- **Problem description**:
Extract all of the entries and give them again, word for word.

- **Provided entries**:
[Start]
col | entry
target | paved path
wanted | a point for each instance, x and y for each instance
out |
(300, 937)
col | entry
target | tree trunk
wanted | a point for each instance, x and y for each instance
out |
[End]
- **Task answer**:
col | entry
target | paved path
wanted | a point for each instance, x and y for each instance
out |
(300, 937)
col | entry
target | tree trunk
wanted | a point for each instance, x and y for each instance
out |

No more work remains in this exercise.